Page excerpt:
####################
Revised Agreement Includes a Go-Shop Period and Waiver of Termination Fee
Sets Extraordinary General Meeting Date for January 19, 2016
EZchip Semiconductor Ltd. ("EZchip" or the "Company") (NASDAQ: EZCH), a leader in high-performance processing solutions for carrier and data center networks, today announced that it has executed an amendment to the merger agreement with Mellanox Technologies, Ltd. ("Mellanox") (NASDAQ: MLNX).
Pursuant to the amended agreement, which was unanimously approved by EZchip's Board of Directors, EZchip will actively solicit alternative offers from third parties during a 30-day "go-shop" period, commencing on November 17, 2015, and which will expire on December 16, 2015. In addition, the amended merger agreement provides for a complete waiver of Mellanox's right to a termination fee.
Eli Fruchter, CEO of EZchip, said, "The EZchip Board has been focused on achieving the best possible outcome for our shareholders throughout this process, and the amended merger agreement announced today further demonstrates our commitment to acting in the best interests of all shareholders. Moreover, we believe that the reelection of all of EZchip's directors at the Annual General Meeting last week underscores shareholders' recognition that our Board is committed to delivering maximum value to shareholders."
Under the terms of the merger agreement with Mellanox, EZchip shareholders will receive $25.50 cash for each ordinary share of EZchip that they hold at the closing of the transaction. The transaction is valued at approximately $811 million. The $25.50 cash per share offer represents a 16% premium over the closing price of EZchip shares on September 29, 2015, the last trading day prior to the public announcement of the transaction, and a 33.1% premium and 31.2% premium over the volume-weighted average closing prices of EZchip's ordinary shares over the 12-month period and 3-month period prior to the public announcement of the transaction.
####################
Job A: Reproduce the stretch of the listing from the line containing "In this exercise you will locate the red sand" through the end of the listing, including both ends.
The listing below is unrelated to the EZchip merger announcement.

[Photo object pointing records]
####################
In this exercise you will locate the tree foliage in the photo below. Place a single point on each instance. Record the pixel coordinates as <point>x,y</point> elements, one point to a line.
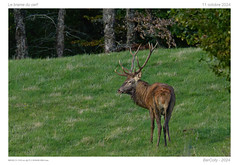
<point>209,29</point>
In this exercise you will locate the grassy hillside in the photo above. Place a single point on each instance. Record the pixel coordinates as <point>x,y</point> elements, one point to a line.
<point>70,107</point>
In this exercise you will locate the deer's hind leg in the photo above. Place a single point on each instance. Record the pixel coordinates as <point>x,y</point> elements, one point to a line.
<point>158,120</point>
<point>152,117</point>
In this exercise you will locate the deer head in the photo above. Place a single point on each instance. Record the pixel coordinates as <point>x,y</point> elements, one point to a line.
<point>133,77</point>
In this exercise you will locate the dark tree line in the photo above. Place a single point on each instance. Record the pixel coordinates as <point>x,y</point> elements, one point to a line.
<point>42,33</point>
<point>57,33</point>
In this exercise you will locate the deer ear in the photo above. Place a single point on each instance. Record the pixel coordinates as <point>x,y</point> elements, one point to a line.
<point>138,76</point>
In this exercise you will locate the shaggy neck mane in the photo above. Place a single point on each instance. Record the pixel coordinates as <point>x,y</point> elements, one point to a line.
<point>140,92</point>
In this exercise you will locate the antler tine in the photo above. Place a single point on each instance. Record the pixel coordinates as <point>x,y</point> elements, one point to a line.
<point>121,74</point>
<point>151,49</point>
<point>133,54</point>
<point>123,68</point>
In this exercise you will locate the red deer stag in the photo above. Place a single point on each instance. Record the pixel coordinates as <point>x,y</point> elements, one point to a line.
<point>158,98</point>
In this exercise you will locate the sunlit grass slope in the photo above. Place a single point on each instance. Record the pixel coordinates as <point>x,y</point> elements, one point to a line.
<point>70,107</point>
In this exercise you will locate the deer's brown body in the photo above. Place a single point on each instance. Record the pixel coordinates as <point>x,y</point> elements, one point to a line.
<point>158,98</point>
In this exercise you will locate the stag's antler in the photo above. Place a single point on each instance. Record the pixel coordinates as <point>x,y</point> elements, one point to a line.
<point>126,71</point>
<point>151,49</point>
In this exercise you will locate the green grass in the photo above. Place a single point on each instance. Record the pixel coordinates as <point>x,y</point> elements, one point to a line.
<point>70,107</point>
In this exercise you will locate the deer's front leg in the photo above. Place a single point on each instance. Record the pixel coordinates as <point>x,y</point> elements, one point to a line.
<point>158,120</point>
<point>151,113</point>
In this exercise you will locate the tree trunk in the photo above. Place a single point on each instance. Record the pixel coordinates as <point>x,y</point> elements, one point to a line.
<point>130,27</point>
<point>60,33</point>
<point>21,40</point>
<point>109,35</point>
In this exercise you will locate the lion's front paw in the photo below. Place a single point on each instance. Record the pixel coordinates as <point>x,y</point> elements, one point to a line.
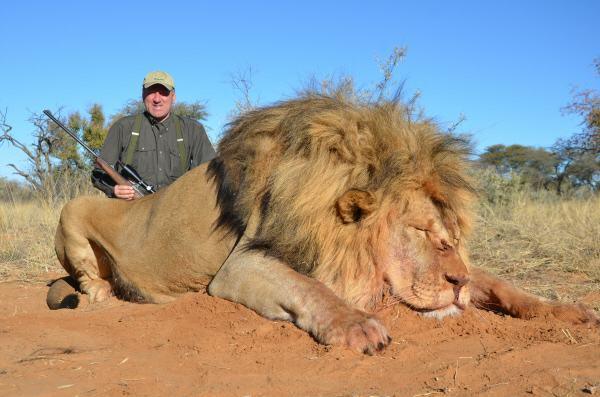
<point>97,290</point>
<point>575,314</point>
<point>358,331</point>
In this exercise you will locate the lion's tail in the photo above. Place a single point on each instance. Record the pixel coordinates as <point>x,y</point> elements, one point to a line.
<point>63,294</point>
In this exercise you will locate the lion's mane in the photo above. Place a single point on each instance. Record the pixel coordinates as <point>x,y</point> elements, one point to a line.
<point>294,159</point>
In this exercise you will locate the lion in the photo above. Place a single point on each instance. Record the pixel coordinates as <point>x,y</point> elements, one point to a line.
<point>314,211</point>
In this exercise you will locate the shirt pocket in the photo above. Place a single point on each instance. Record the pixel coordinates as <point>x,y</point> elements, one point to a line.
<point>175,168</point>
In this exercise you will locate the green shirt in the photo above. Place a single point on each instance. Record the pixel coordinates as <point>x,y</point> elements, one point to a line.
<point>156,158</point>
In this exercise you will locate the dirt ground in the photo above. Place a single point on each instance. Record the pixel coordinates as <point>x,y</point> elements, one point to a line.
<point>204,346</point>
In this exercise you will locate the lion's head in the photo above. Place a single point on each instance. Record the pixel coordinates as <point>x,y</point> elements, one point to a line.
<point>358,196</point>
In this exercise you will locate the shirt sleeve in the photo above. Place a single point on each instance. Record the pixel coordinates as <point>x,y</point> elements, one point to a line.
<point>110,152</point>
<point>201,149</point>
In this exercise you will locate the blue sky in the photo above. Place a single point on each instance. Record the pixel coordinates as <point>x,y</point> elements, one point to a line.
<point>508,66</point>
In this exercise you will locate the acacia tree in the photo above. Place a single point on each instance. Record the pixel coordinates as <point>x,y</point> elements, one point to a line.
<point>580,154</point>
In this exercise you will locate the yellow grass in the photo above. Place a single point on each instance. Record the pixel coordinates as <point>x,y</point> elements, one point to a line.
<point>546,245</point>
<point>550,247</point>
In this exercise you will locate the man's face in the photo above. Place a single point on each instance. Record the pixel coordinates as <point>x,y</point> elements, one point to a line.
<point>158,100</point>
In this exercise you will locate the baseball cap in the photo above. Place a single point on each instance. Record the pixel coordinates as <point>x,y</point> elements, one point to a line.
<point>159,77</point>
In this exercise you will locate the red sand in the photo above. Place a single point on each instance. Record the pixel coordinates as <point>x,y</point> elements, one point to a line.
<point>204,346</point>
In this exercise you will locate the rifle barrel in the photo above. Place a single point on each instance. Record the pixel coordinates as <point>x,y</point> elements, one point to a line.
<point>68,131</point>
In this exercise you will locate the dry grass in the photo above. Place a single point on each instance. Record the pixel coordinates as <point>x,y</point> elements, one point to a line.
<point>27,240</point>
<point>546,245</point>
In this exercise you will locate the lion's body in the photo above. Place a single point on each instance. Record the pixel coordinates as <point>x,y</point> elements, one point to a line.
<point>154,248</point>
<point>312,211</point>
####################
Job B: Rewrite the stretch of the EZchip merger announcement from "Pursuant to the" through "a termination fee.", putting "45-day" in place of "30-day".

Final answer A:
In this exercise you will locate the red sand in the photo above. Place a single point on each instance. Record the pixel coordinates as <point>x,y</point> elements, one point to a line.
<point>204,346</point>
In this exercise you will locate the rifle barrel in the photo above. Place a single point on each instance. Record the pixel coordinates as <point>x,y</point> elements, one point to a line.
<point>68,131</point>
In this exercise you will locate the dry grass in the photo above. Place a single point on each instance. Record the pixel coordinates as <point>x,y</point> elements, one point to a line.
<point>27,240</point>
<point>546,245</point>
In this exercise you will locate the lion's body in the photo above. Place a single point on each instance. Record the pixel coordinates as <point>x,y</point> elements, one point to a line.
<point>154,248</point>
<point>312,211</point>

Final answer B:
Pursuant to the amended agreement, which was unanimously approved by EZchip's Board of Directors, EZchip will actively solicit alternative offers from third parties during a 45-day "go-shop" period, commencing on November 17, 2015, and which will expire on December 16, 2015. In addition, the amended merger agreement provides for a complete waiver of Mellanox's right to a termination fee.